* _TASK_: Please output exactly the part of the records below that opens with the line containing "Query: white rump patch" and closes with the line containing "like (799, 204).", both lines included, and nothing else.

(Natural language region descriptions)
• • • • • • •

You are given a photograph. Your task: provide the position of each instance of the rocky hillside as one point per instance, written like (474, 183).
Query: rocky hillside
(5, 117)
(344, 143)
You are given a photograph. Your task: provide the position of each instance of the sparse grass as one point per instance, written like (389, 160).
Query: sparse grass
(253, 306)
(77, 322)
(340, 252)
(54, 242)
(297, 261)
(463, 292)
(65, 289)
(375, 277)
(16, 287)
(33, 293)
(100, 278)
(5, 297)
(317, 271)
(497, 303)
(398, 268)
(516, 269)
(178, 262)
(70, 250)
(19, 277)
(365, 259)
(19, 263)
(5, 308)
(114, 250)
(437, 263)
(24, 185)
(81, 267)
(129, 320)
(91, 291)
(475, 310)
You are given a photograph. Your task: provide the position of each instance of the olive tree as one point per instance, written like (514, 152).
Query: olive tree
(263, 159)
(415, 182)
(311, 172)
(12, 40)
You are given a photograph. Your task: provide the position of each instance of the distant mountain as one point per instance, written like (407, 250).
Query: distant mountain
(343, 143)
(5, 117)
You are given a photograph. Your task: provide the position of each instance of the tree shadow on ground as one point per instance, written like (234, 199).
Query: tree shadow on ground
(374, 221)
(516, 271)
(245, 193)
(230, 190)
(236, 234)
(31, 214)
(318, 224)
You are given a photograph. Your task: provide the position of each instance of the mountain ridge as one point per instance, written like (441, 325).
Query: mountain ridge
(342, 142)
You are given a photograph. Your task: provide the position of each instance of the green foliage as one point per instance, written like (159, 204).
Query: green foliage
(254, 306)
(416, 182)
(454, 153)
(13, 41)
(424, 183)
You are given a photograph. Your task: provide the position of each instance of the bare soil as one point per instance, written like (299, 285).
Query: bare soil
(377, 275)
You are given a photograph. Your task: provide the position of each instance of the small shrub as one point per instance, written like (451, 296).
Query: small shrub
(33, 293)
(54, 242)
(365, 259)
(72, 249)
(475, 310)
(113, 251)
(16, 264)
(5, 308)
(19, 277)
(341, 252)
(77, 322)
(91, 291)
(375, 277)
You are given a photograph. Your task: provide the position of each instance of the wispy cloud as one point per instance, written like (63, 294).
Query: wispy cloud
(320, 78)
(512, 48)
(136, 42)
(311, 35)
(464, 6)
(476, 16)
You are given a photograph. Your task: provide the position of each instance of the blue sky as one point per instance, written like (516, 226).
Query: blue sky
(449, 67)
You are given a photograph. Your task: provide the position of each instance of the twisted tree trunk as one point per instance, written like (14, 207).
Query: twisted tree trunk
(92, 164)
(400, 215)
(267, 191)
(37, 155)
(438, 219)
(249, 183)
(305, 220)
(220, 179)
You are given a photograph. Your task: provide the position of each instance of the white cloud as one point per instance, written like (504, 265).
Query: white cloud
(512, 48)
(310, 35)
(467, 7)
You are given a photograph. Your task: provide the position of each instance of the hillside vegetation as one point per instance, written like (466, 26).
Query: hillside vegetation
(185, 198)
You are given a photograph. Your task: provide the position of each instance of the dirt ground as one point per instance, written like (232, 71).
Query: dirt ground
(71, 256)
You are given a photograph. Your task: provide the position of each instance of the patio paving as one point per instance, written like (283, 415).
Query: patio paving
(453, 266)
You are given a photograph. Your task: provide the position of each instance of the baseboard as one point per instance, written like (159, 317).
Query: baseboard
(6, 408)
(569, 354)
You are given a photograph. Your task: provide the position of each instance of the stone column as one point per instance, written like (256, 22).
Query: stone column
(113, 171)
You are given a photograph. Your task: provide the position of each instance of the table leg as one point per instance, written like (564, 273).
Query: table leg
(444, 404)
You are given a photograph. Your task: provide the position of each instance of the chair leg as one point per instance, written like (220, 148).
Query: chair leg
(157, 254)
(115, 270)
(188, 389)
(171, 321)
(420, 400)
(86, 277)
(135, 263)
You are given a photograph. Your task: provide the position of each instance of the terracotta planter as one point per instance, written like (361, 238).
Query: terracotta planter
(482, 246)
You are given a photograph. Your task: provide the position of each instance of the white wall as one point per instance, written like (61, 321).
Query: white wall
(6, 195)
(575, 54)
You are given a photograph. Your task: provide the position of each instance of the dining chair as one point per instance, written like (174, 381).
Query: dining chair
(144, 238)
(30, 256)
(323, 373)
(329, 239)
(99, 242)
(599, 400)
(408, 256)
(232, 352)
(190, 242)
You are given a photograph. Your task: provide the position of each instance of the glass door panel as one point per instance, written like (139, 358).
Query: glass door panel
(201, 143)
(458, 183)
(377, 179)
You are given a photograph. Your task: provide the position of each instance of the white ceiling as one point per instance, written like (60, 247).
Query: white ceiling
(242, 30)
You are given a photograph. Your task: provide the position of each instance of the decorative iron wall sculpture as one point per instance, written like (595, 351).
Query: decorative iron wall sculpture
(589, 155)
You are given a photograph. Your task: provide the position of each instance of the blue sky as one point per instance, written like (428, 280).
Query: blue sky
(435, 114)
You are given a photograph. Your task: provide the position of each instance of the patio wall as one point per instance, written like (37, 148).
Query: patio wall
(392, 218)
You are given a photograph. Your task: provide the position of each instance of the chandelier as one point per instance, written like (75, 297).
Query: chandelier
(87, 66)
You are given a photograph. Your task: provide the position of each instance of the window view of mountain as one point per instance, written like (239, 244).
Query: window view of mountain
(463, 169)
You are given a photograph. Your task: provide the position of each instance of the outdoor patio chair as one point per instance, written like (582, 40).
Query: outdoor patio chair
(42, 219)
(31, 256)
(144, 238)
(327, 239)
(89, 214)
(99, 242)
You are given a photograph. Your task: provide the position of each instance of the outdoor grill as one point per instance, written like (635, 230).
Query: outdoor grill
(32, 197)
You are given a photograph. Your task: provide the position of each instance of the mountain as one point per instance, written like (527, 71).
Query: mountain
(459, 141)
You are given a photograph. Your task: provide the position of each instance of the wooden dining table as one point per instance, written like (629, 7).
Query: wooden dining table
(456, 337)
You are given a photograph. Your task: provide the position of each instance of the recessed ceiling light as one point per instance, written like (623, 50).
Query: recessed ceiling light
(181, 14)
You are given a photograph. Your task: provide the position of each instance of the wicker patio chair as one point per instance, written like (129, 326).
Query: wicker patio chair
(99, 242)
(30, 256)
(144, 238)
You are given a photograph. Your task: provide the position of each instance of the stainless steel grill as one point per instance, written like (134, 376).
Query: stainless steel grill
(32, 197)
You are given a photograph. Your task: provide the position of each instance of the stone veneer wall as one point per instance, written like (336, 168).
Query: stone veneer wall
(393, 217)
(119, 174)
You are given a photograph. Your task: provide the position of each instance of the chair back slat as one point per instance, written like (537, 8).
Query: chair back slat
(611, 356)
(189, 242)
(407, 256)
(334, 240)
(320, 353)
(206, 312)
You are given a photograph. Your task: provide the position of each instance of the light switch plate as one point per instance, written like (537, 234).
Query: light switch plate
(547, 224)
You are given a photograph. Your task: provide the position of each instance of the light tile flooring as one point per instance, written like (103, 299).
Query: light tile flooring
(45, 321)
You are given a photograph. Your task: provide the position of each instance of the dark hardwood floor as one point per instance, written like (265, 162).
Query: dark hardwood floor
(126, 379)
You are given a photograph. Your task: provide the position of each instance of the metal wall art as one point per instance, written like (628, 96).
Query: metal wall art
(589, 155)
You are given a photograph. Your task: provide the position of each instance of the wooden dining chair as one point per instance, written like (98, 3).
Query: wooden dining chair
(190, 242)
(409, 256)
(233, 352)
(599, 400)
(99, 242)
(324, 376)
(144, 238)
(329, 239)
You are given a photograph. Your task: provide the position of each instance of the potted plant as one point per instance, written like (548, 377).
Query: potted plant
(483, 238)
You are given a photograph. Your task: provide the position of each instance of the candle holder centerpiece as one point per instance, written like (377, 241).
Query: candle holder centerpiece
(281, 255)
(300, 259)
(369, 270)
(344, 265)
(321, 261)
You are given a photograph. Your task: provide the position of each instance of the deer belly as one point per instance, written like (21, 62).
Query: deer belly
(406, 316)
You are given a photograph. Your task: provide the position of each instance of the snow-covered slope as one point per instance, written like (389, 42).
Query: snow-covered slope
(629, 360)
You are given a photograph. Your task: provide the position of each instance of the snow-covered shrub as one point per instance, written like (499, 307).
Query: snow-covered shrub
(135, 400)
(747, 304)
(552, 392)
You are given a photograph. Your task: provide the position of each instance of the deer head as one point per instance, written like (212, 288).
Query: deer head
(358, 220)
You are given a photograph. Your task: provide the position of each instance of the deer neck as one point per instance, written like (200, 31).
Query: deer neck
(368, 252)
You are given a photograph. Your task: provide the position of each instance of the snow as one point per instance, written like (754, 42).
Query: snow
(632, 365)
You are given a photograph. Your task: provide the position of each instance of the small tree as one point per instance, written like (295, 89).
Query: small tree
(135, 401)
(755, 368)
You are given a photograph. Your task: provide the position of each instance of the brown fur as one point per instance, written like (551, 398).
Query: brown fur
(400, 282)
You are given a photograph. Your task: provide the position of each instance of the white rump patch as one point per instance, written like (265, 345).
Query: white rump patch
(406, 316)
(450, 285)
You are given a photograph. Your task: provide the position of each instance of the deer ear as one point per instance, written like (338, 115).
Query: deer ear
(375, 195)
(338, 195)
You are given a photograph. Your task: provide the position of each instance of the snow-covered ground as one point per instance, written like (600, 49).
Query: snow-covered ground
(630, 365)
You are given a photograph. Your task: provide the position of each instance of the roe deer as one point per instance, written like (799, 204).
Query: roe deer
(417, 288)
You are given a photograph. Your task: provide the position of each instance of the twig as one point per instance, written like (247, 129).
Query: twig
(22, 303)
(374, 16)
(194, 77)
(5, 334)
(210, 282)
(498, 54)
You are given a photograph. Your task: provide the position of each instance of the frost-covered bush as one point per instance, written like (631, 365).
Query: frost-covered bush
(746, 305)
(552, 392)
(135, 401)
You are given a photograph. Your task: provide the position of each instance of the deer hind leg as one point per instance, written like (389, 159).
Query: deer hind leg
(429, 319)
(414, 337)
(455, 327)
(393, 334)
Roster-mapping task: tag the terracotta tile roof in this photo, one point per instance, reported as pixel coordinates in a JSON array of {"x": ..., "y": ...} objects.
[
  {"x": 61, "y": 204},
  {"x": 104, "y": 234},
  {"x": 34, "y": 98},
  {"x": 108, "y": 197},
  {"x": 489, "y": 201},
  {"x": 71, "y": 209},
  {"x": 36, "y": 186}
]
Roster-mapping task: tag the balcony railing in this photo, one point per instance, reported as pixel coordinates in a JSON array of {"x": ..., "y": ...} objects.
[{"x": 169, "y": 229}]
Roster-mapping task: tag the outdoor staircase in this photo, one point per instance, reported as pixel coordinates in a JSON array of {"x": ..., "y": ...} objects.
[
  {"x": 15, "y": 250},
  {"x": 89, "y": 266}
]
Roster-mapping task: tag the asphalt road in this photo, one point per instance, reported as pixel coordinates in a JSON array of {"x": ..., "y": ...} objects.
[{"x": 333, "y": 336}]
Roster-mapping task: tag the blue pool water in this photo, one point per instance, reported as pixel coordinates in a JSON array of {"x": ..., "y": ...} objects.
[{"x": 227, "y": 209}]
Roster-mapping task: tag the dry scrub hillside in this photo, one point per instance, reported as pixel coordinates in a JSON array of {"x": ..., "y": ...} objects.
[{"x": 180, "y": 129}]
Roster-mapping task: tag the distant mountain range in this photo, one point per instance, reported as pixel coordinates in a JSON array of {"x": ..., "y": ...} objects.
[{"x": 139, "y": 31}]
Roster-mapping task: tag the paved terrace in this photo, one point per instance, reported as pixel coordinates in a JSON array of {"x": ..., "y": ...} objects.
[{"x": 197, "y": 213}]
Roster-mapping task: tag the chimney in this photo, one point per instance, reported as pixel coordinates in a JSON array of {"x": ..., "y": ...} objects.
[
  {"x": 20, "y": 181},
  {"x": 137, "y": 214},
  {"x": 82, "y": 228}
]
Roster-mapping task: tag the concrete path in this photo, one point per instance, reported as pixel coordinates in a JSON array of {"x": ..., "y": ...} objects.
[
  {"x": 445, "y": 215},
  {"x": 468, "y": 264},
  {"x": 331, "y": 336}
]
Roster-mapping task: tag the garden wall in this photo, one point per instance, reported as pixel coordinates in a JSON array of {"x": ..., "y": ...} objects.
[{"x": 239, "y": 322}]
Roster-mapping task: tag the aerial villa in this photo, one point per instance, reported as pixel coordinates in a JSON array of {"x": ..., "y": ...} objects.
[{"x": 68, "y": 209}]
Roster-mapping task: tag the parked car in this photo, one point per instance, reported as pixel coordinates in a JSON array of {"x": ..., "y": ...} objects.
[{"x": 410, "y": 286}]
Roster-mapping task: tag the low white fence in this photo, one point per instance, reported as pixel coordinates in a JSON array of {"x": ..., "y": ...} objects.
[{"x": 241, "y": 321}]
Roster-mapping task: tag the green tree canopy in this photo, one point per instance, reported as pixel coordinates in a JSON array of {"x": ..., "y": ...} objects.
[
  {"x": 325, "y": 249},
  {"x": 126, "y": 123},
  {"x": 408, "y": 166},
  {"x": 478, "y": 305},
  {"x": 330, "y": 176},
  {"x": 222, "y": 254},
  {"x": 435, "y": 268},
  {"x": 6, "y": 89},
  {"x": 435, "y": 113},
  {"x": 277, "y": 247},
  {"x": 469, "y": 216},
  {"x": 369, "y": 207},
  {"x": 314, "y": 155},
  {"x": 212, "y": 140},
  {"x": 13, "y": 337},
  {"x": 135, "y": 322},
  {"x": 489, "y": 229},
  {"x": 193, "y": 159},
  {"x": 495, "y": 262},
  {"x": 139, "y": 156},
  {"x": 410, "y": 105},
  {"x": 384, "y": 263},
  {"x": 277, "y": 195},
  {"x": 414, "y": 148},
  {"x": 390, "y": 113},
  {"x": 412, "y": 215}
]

• • • • • • •

* _SOLUTION FOR THIS TASK_:
Query: white rump patch
(406, 316)
(450, 285)
You are given a photograph. Your task: provide the position of each instance of the deer ear as one point per instance, written like (338, 115).
Query: deer ear
(375, 195)
(338, 195)
You are given a photograph. Your task: provide the position of each instance of the snow-covered ground as one point per instance, written like (600, 49).
Query: snow-covered ground
(630, 365)
You are given a photograph. Your task: provide the position of each instance of the roe deer as one point per instance, written like (799, 204).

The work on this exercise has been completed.